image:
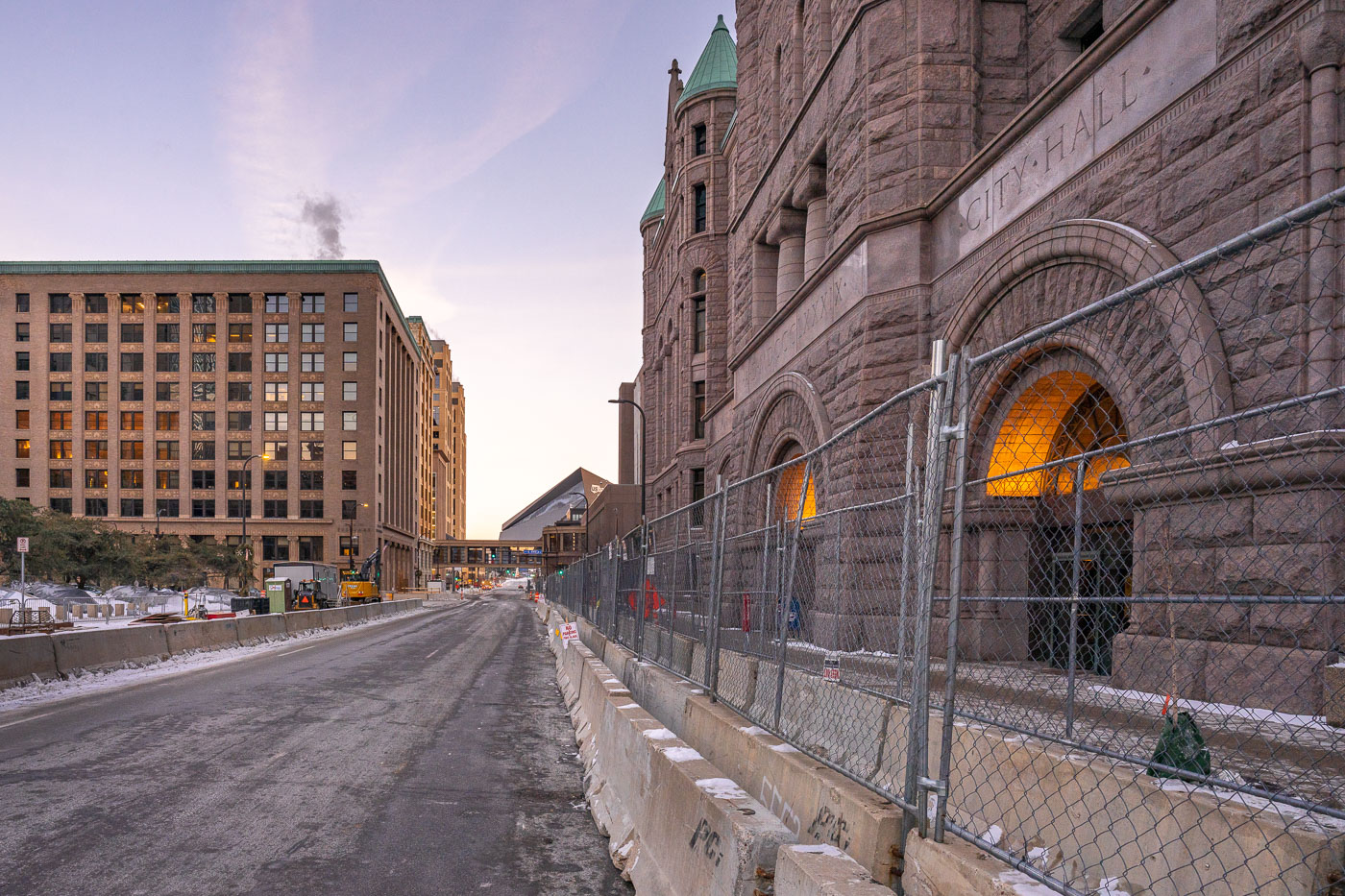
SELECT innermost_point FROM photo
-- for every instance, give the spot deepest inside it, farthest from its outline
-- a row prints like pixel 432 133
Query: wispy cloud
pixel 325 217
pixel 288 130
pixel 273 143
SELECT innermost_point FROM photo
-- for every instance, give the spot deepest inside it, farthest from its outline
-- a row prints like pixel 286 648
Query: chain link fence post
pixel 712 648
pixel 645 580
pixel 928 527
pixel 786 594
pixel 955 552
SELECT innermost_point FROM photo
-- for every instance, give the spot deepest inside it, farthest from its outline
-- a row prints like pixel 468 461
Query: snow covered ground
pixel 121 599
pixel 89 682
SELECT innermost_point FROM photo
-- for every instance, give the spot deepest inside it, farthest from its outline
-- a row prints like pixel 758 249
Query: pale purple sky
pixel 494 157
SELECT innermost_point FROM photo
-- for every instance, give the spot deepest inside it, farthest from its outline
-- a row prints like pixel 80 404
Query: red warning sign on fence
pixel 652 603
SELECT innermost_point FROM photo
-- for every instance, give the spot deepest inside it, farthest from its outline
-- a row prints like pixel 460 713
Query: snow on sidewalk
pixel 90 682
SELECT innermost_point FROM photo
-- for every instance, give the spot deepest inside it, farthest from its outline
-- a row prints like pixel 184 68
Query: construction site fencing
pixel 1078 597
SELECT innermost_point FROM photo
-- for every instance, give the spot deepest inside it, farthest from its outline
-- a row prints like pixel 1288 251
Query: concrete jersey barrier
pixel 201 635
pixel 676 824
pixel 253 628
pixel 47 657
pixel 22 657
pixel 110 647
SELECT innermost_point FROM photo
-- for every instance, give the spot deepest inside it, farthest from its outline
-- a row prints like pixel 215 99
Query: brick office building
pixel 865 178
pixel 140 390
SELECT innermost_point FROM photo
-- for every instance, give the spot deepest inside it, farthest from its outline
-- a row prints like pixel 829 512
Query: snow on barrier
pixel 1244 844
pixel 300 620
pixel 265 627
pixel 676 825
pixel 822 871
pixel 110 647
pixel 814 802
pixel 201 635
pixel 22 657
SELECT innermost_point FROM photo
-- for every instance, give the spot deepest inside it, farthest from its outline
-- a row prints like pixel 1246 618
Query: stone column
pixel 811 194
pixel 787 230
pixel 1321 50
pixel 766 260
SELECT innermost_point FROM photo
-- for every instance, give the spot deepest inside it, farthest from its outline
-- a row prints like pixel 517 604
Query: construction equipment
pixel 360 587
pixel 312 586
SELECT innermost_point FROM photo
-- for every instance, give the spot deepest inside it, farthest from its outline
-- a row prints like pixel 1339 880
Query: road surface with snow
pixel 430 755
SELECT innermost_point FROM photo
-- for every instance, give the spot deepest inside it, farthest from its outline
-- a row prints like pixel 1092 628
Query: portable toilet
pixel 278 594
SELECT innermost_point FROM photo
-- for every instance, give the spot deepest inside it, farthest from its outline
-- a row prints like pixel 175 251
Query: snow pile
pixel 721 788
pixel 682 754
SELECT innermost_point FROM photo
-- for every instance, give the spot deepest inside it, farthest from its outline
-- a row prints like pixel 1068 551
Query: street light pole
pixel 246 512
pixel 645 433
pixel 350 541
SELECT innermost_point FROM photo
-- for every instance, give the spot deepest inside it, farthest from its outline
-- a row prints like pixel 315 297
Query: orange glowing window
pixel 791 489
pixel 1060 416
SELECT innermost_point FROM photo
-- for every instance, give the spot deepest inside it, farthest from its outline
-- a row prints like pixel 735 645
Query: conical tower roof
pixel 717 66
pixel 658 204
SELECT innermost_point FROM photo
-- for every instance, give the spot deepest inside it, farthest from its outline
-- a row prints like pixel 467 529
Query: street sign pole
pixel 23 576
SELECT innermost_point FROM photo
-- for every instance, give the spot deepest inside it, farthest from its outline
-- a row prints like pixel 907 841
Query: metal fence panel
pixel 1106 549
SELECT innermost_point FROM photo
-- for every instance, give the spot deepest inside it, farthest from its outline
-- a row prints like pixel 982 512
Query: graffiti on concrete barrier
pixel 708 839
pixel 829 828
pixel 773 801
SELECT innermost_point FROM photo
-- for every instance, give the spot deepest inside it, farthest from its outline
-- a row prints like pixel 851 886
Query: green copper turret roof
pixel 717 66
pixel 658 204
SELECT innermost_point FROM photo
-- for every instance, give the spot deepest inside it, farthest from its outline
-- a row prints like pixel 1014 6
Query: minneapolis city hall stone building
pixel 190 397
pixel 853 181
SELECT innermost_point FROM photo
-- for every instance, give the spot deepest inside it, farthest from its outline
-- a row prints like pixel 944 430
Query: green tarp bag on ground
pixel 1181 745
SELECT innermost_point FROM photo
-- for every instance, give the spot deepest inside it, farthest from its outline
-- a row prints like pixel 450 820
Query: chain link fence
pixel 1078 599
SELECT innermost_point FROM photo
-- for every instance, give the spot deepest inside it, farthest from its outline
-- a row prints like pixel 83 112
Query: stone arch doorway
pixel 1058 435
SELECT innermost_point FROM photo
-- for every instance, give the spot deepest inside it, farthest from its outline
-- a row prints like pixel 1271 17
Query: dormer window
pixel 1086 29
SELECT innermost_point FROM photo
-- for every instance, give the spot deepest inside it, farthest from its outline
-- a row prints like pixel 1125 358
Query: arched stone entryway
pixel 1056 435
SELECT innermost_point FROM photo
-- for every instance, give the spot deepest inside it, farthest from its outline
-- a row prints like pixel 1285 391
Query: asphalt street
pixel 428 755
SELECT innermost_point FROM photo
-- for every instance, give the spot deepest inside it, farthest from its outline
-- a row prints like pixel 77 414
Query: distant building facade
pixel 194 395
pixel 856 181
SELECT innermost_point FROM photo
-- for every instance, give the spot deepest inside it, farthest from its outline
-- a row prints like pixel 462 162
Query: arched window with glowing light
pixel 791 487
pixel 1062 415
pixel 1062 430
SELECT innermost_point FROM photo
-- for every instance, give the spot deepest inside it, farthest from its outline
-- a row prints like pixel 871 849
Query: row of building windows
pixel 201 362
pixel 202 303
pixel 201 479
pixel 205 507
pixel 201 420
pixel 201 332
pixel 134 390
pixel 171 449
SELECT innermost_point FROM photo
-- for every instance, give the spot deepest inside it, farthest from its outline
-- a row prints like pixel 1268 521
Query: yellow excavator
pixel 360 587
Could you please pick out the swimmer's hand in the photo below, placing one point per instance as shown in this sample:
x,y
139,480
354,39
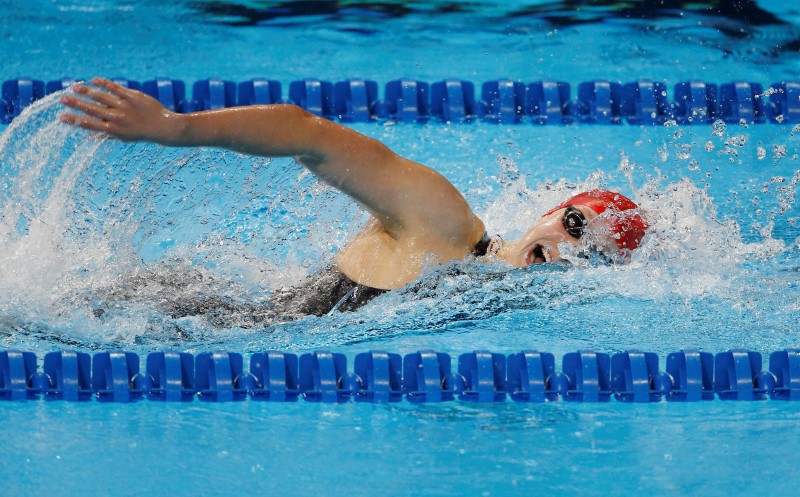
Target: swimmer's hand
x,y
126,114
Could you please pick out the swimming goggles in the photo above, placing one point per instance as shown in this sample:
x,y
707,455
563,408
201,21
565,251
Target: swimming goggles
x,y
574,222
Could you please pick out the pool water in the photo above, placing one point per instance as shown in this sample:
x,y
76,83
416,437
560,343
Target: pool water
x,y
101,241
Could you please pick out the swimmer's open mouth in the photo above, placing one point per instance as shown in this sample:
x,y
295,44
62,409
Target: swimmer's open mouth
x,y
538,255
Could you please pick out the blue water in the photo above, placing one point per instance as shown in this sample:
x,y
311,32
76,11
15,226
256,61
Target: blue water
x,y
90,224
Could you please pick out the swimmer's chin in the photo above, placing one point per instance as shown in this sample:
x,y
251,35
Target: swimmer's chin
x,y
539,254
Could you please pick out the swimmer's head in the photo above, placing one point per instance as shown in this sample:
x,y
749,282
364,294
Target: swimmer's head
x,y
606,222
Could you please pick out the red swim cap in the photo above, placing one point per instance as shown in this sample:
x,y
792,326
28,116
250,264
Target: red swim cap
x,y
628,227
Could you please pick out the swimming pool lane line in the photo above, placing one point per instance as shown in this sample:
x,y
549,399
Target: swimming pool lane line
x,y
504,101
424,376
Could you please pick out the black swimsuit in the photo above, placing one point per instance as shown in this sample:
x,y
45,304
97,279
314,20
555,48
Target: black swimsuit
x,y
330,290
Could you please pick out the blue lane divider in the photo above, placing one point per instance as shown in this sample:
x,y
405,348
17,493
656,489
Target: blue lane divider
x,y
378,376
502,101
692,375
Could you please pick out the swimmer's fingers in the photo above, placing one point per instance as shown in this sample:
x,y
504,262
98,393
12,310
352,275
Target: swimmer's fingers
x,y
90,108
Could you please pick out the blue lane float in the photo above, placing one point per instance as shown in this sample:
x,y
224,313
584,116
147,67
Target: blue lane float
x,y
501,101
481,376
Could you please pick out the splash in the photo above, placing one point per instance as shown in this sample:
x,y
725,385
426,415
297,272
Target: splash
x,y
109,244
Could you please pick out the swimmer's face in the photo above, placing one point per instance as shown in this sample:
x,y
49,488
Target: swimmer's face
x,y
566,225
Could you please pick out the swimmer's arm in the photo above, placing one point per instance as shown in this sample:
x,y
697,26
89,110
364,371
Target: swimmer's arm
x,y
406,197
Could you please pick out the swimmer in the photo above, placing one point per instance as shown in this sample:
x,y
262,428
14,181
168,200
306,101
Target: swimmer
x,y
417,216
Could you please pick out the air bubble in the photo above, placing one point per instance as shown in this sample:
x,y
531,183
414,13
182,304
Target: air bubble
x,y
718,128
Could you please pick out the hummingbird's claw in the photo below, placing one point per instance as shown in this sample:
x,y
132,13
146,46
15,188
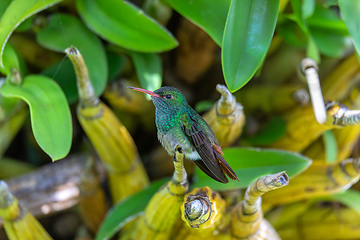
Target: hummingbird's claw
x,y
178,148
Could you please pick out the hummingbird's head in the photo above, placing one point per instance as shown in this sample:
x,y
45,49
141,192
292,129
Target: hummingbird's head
● ● ● ● ● ● ●
**YOUR OBJECTIVE**
Every line from the one with "Target: swimmer's arm" to the end of the records above should be restated word for word, and no picture belongs in the copy.

**RESPONSE TO THIS TASK**
Target: swimmer's arm
x,y
406,197
Could you please pick out the swimmer in the photo above, placing one point per instance as shown in this sample:
x,y
262,428
14,181
168,200
306,101
Target: swimmer
x,y
417,216
Could you please pick out the air bubble in the photo above, placing one point per instance as shown in this sample:
x,y
531,183
414,13
182,304
Target: air bubble
x,y
718,128
Could you please pick out the hummingbird's claw in the photo below, placing one point per instance as shown in this sample:
x,y
132,13
146,46
15,188
Target: hummingbird's claw
x,y
178,148
Could you please pick out the hummingbird's head in the photo above, placing one point per instance as shown in this sample:
x,y
45,49
141,192
292,129
Target: hummingbird's head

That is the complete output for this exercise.